Instructions to follow >> Output the data exactly, with every line intact.

Task material >>
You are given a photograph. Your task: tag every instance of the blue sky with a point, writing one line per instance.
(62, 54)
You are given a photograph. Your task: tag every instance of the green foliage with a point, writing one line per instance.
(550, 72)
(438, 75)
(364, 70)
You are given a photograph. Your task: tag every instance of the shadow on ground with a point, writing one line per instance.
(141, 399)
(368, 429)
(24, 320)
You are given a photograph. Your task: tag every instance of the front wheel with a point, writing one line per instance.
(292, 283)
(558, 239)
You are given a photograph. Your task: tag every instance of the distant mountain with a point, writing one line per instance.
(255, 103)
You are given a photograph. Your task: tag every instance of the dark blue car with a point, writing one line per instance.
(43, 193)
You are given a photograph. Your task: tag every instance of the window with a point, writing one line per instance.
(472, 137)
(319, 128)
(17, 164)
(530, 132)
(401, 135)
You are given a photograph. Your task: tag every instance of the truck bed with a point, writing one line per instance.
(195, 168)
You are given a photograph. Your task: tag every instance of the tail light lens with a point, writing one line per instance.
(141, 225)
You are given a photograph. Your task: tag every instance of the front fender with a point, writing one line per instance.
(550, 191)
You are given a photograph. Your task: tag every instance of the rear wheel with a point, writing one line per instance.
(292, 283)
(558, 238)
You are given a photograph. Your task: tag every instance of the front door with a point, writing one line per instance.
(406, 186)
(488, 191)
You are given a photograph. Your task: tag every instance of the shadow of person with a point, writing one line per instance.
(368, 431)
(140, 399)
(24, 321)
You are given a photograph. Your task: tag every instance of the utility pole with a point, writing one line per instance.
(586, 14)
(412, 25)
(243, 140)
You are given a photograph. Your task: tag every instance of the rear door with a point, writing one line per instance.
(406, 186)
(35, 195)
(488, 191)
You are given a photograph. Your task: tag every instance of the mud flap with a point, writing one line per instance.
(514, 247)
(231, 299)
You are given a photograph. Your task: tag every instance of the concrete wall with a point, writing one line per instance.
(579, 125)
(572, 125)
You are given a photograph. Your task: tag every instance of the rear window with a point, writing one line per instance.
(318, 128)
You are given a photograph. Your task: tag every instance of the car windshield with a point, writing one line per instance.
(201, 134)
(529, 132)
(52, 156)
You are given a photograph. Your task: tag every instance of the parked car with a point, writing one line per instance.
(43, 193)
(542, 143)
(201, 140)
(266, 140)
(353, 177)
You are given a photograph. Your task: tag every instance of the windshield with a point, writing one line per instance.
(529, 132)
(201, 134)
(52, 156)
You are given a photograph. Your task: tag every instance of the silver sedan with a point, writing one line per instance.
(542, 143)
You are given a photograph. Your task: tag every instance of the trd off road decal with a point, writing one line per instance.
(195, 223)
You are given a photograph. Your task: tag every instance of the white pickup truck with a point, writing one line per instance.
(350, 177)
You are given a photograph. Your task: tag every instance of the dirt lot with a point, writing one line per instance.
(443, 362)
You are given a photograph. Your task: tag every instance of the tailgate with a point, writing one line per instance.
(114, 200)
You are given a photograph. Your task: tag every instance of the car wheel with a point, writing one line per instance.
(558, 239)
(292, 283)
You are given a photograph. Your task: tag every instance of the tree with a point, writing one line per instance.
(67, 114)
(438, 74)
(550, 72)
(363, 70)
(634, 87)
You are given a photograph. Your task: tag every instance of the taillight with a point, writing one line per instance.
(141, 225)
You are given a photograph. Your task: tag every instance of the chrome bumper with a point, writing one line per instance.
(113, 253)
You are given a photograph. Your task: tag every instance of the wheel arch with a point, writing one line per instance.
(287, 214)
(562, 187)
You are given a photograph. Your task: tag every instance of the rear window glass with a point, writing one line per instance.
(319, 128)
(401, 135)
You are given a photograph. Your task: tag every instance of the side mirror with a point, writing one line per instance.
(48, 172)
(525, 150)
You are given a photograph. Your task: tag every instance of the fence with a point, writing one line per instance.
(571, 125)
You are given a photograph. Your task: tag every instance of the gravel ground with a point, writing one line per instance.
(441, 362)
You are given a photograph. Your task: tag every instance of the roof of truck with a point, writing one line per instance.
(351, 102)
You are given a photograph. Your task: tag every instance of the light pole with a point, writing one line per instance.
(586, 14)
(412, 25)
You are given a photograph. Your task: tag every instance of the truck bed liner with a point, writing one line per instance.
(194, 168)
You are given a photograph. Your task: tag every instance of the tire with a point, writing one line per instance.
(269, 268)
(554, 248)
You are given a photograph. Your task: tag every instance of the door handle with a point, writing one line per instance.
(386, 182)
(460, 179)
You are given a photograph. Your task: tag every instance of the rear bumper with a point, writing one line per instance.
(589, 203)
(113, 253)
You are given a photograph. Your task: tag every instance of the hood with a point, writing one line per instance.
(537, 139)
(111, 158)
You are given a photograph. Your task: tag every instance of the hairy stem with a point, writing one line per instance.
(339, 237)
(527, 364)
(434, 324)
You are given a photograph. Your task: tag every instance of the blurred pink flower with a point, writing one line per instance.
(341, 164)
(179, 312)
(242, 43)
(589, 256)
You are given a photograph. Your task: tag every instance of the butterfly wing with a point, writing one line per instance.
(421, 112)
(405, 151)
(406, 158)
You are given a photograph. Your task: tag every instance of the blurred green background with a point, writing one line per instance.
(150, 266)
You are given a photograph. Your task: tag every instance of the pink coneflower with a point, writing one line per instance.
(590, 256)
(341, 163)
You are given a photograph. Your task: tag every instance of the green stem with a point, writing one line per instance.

The completed task >>
You are given a photograph. Your task: tag every instance of the blue sky with a point, writing one line per instance.
(62, 54)
You are given a photograph. Your task: tag every instance of the green foliage with a point, writing one line per instance.
(550, 72)
(438, 75)
(364, 70)
You are given a photograph. Your task: tag every instance of the shadow on ground with a point, writing one line per instance.
(141, 399)
(368, 429)
(24, 320)
You are given a photograph. Your task: tag every instance of the front wheel with a point, writing one line per instance.
(292, 283)
(558, 239)
You are given a photograph. Your task: tag every instance of the distant mountain with a point, writing one line per instance.
(255, 103)
You are given a photograph. Your task: tag every instance of the dark blue car with a point, writing one line per instance.
(43, 193)
You are given a photograph. Your task: tag every instance of the window with a point, writing one line per instance.
(472, 137)
(319, 128)
(17, 164)
(530, 132)
(401, 135)
You are given a photograph. Your task: tag every instance of the truck bed with a point, writing one line per instance.
(195, 168)
You are given a photograph. Your task: tag every instance of the tail light lens with a point, writing one line per instance.
(141, 225)
You are given a photograph. Your task: tag every instance of the front fender with a point, writing one line per instance.
(550, 191)
You are given a photograph. Your task: tag every instance of the rear wheel with a point, writing one line per instance.
(292, 283)
(558, 238)
You are given a photograph. Your task: tag every instance of the front door with a point, writing one line per instance.
(406, 186)
(488, 191)
You are given a photograph. Your task: tag every instance of the shadow of person with a point, writing one line per instance.
(368, 431)
(140, 399)
(24, 321)
You are given a photograph. Your task: tag every instance of the utility pole with a point, writing one line per instance.
(586, 14)
(412, 25)
(243, 140)
You are given a photograph. Your task: tag every instance of the rear door with a point, writing one line per instance.
(406, 186)
(35, 195)
(488, 191)
You are given a photograph. Your task: tag every instance of the mud flap with a point, writing one line per instance.
(514, 247)
(231, 299)
You are given a photograph. Your task: tag every instance of the concrete wall with a point, writing one line per instance.
(579, 125)
(572, 125)
You are given a photograph. Your task: tag every instance of the rear window with a point, writing one line per instance.
(318, 128)
You are given a photograph. Your task: tag every instance of the car windshield with a point, writing one line per instance.
(201, 134)
(529, 132)
(52, 156)
You are given a photograph. Your task: tag every instance of the parked car with a point, writing one line per instance.
(43, 193)
(542, 143)
(201, 140)
(266, 140)
(353, 177)
You are given a photograph. Your task: tag every instance of the windshield with a point, writing one line per instance.
(529, 132)
(201, 134)
(52, 156)
You are given a photograph. Your task: tag every instance of the silver sedan with a point, writing one line per instance.
(542, 143)
You are given a photograph. Your task: tag every instance of the trd off road decal with a point, writing one line per instance.
(195, 223)
You are given a photograph. Your task: tag every instance of the white pickup truck with a point, writing one line per instance.
(350, 177)
You are given a photograph. Your task: tag every instance of the dirt lot with a point, writing one line per instance.
(443, 362)
You are given a photograph. Your task: tag every instance of the tailgate with a point, writing one line per instance.
(114, 200)
You are given a photograph. Your task: tag every instance of the car wheel with a point, writing one line per instance.
(558, 239)
(292, 283)
You are given a photograph. Your task: tag every instance of the tree with a point, writing one line per instance.
(67, 114)
(438, 74)
(550, 72)
(363, 70)
(634, 87)
You are given a photograph. Your task: tag every instance of the taillight with a point, writing one line per instance.
(141, 225)
You are given a photograph. Your task: tag every instance of the chrome bumper with a point, writing one line per instance.
(113, 253)
You are given a photograph. Your task: tag every instance of the wheel arch with a point, writing one line per instance.
(287, 214)
(562, 187)
You are given a photograph. Your task: tag every instance of the rear window glass with a point, writing one line per instance.
(319, 128)
(401, 135)
You are given a photograph. Your task: tag every instance of the side mirror with a point, writing one line per instance.
(48, 172)
(525, 150)
You are given a photograph. Your task: tag every instance of the fence with a point, writing one line per instance.
(571, 125)
You are given a photograph. Your task: tag every instance of the gravel ground with a point, writing one line per instance.
(441, 362)
You are given a photograph. Your task: tag every instance of the roof of truck with a point, writing one line per instance.
(351, 102)
You are given a photograph. Your task: tag every instance of the light pole with a point, writing one line per instance.
(586, 14)
(412, 25)
You are given a photograph. Your task: tag every instance of the truck bed liner with a point, writing one line per instance.
(194, 168)
You are given a photograph. Your task: tag every instance of the tire with a point, writing one line per instance.
(269, 268)
(554, 248)
You are given a photograph. Your task: tag every instance of the door handle with a point, writing one line per instance.
(386, 182)
(460, 179)
You are given a photograph. Your task: tag every instance of the rear bumper with a point, writing one line per instance.
(589, 203)
(113, 253)
You are given a photograph. Your task: tag every instance of the hood with a point, writing one line per instance.
(537, 139)
(111, 158)
You are given a photograph. Your task: tag every instance of the hairy stem with a point, writing one line per instance.
(339, 237)
(527, 364)
(434, 324)
You are given a photograph. Your task: tag every instance of the blurred pink flower with a point, writing one line per instance.
(341, 164)
(179, 312)
(242, 43)
(589, 256)
You are given a photograph. Your task: tag every instance of the butterfly wing with a point, writing one line per instance.
(421, 112)
(405, 151)
(406, 158)
You are given a photograph. Your task: tag every instance of the blurred green background with a point, writing one line per instance.
(150, 266)
You are given a photograph. Your task: tag every instance of the pink coneflower with a point, writing one line per instance.
(590, 256)
(341, 163)
You are given a photograph. Your task: tag every instance of the green stem with a point, writing one line per instance.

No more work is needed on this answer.